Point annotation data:
+ + +
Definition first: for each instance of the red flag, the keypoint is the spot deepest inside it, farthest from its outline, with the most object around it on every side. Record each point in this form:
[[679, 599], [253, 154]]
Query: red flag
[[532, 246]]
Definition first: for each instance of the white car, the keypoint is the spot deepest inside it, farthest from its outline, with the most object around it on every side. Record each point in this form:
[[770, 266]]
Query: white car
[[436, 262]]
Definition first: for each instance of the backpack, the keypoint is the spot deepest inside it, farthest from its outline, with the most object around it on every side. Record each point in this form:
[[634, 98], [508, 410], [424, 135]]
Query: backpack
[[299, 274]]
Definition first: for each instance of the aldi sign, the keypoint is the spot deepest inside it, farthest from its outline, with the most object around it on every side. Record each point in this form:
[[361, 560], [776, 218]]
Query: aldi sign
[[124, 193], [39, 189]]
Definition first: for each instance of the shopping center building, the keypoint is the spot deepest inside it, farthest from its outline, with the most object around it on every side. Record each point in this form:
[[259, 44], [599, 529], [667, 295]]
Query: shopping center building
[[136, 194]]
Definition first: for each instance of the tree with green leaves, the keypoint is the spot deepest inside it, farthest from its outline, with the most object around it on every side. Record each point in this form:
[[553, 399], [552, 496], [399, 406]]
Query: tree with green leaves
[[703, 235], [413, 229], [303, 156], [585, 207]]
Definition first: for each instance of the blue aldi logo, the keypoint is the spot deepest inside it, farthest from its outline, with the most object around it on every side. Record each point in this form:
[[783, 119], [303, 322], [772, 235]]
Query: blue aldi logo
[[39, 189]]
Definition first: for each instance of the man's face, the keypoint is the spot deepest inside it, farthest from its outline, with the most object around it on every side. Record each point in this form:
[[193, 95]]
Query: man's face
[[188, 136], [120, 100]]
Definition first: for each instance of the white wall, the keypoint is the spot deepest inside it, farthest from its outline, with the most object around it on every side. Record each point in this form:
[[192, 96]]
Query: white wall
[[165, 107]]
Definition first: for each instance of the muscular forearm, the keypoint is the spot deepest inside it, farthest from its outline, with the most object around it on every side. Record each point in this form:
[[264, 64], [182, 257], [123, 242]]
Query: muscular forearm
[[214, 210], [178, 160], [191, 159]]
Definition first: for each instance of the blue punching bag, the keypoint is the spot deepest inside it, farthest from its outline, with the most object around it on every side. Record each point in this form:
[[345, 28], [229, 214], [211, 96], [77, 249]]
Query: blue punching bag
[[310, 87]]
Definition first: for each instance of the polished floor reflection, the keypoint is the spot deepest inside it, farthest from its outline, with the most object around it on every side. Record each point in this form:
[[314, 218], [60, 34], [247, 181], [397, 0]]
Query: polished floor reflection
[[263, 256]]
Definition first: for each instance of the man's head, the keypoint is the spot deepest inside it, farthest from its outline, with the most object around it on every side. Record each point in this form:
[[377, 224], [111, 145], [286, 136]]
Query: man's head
+ + +
# Short task
Please output everything from the start of the records down to the line containing "[[532, 246]]", with both ends included, reproducing each line verbatim.

# Written solution
Definition first: for each instance of the red flag, the keypoint is the spot deepest inside it, farthest from its outline, with the most object around it on every side. Record each point in this form:
[[679, 599], [253, 154]]
Query: red flag
[[532, 246]]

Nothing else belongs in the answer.